# EJERCICIOS
[1] Según el texto sobre las elecciones presidenciales, ¿qué gobierno favoreció a Carlos Salinas de Gortari en 1988?
[2] Transcribe del texto sobre las elecciones presidenciales el fragmento que comienza en las palabras "Los tres tienen" y termina después de "otorgarle su sufragio.".

Los tres tienen ante sí, en los próximos cinco meses, la tarea formidable de remontar el desencanto ciudadano ante la clase política y los procesos electorales, la pérdida de credibilidad de las instituciones y la zozobra social generada por la combinación de una circunstancia económica devastadora para los sectores mayoritarios, de una inseguridad gravemente deteriorada en los cinco años del actual gobierno y una delincuencia que no parece detenerse en su expansión por el territorio nacional.
A la ciudadanía le corresponden los esfuerzos no menos significativos de sobreponerse a su escepticismo, abrirse paso por entre el mercadeo político, las campañas de posicionamiento de la imagen personal y la demagogia simple para encontrar las propuestas de gobierno de cada fórmula y elegir una de ellas para otorgarle su sufragio.
Un factor fundamental de cara a este trabajo de discernimiento es el cotejo de cada futuro candidato –pues ninguno de los mencionados posee hasta ahora esa condición– con su respectivo desempeño a su paso por puestos públicos y de representación popular. Tanto López Obrador como Peña Nieto y Vázquez Mota han ejercido diversas responsabilidades ejecutivas, así como legislativas (en el caso del segundo y de la tercera), y existen registros públicos de lo que para bien o para mal hicieron y no hicieron. Por añadidura, en los meses que restan para la cita con las urnas los tres pasarán por una exposición pública que permitirá delinear virtudes y carencias de cada uno.
Es particularmente importante que en la circunstancia actual las instituciones electorales sean inflexibles para atajar factores de distorsión de la voluntad popular como los que se han presentado en comicios presidenciales anteriores, particularmente la intromisión del poder público federal y de gobiernos estatales con el propósito de favorecer a un candidato o de hacer campaña negativa contra otro.
Una beligerancia facciosa como la que desarrolló el gobierno de Miguel de la Madrid a favor de Carlos Salinas de Gortari en 1988, el de éste para favorecer a Ernesto Zedillo, seis años más tarde, o el de Vicente Fox y las cúpulas empresariales para impulsar la campaña de Felipe Calderón y desacreditar a López Obrador sería obligadamente desastrosa para la mermada credibilidad de los procesos e instituciones electorales y podría desembocar en un triunfo huérfano de legitimidad como el que cosechó en 2006 el actual titular del Ejecutivo federal, con la diferencia de que hoy los márgenes de gobernabilidad son mucho más estrechos que hace seis años.
Cabe esperar, por último, que los aspirantes presidenciales protagonicen campañas propositivas y de altura, centradas en la promoción de las propuestas propias y no en el golpeteo a sus rivales, y orientadas a persuadir a los ciudadanos mediante argumentos y no por medio de derroches de dinero en propaganda abrumadora y vacía.

# REGISTROS DE DATOS
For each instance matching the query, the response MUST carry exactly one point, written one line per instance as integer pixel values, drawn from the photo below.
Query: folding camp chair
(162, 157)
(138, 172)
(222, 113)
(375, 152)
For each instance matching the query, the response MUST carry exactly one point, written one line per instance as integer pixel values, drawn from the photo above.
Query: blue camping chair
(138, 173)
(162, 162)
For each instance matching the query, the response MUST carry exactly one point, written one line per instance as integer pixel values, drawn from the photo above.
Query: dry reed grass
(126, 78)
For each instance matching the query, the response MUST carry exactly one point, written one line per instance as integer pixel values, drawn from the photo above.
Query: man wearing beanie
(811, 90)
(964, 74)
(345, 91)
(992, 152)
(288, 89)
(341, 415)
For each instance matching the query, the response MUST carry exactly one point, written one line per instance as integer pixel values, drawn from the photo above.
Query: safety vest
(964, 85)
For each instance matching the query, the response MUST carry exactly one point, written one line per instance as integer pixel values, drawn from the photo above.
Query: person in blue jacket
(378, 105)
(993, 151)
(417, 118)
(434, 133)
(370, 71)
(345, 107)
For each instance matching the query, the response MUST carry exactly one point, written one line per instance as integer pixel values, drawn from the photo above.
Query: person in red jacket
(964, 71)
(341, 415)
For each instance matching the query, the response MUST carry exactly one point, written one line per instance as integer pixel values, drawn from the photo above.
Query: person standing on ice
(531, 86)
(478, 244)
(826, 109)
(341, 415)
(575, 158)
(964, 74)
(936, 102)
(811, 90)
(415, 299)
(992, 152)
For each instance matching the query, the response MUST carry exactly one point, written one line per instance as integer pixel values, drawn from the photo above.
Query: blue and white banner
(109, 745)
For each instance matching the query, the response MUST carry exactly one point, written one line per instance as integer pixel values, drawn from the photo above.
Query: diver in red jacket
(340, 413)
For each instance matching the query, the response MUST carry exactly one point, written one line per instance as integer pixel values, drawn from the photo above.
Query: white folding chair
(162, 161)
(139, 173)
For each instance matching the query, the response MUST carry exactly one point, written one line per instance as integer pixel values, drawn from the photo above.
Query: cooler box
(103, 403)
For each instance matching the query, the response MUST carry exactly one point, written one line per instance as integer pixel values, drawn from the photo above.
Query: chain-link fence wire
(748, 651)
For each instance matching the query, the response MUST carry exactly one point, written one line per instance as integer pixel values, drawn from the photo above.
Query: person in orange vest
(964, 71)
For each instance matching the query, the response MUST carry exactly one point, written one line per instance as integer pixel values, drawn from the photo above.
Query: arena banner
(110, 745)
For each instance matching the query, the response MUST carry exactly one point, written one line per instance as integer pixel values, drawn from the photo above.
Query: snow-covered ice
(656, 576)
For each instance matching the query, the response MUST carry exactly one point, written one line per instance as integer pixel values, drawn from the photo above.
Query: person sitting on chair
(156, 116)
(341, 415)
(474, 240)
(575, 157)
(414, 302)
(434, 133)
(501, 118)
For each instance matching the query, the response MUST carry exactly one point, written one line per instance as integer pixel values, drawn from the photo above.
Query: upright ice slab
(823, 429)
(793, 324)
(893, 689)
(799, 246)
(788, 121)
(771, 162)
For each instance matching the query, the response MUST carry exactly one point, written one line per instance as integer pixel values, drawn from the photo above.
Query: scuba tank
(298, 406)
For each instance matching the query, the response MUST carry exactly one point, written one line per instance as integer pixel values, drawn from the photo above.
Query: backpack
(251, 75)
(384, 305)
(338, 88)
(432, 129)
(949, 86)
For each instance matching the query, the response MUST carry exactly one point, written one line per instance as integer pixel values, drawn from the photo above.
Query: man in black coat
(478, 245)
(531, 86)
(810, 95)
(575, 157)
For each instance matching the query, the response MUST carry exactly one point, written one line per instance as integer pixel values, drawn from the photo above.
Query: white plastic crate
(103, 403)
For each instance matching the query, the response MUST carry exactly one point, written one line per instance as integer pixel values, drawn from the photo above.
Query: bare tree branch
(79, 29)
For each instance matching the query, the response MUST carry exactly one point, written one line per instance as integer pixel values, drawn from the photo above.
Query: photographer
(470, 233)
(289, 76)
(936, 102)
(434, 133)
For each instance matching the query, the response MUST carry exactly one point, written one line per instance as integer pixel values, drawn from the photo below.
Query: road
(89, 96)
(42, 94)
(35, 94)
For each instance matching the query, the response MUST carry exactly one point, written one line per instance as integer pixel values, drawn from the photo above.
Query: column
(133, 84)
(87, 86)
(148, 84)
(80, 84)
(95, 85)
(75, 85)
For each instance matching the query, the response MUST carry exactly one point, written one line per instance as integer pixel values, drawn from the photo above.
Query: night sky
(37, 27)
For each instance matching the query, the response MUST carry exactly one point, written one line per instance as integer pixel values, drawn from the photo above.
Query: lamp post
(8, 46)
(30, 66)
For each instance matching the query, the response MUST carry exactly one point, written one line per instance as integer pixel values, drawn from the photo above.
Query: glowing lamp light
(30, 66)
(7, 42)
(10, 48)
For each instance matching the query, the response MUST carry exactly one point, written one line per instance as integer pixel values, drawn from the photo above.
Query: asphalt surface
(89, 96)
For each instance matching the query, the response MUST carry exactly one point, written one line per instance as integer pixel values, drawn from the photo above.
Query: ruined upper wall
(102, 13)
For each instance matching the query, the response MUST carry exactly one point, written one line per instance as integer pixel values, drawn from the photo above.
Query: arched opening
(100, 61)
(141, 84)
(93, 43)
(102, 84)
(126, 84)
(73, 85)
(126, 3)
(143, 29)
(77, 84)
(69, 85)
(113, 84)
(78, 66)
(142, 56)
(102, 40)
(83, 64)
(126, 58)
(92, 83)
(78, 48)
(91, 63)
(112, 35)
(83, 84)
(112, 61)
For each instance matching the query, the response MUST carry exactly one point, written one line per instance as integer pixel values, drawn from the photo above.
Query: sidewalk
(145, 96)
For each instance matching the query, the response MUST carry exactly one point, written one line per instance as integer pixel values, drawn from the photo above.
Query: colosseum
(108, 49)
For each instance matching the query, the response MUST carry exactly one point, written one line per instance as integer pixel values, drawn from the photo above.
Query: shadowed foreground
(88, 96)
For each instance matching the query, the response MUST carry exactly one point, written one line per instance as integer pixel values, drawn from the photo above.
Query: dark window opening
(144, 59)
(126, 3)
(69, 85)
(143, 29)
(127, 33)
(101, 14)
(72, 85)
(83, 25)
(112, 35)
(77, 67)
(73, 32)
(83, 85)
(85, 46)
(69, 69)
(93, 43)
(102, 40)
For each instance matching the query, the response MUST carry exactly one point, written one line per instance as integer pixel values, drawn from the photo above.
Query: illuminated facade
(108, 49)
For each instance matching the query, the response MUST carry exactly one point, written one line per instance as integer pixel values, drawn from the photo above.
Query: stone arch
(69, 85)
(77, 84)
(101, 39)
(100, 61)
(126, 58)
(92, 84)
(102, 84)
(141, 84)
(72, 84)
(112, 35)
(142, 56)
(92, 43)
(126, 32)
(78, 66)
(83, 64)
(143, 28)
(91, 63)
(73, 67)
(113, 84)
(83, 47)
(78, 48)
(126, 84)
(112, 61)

# RESPUESTAS DE EJERCICIOS
[1] El gobierno de Miguel de la Madrid.

[2]
Los tres tienen ante sí, en los próximos cinco meses, la tarea formidable de remontar el desencanto ciudadano ante la clase política y los procesos electorales, la pérdida de credibilidad de las instituciones y la zozobra social generada por la combinación de una circunstancia económica devastadora para los sectores mayoritarios, de una inseguridad gravemente deteriorada en los cinco años del actual gobierno y una delincuencia que no parece detenerse en su expansión por el territorio nacional.
A la ciudadanía le corresponden los esfuerzos no menos significativos de sobreponerse a su escepticismo, abrirse paso por entre el mercadeo político, las campañas de posicionamiento de la imagen personal y la demagogia simple para encontrar las propuestas de gobierno de cada fórmula y elegir una de ellas para otorgarle su sufragio.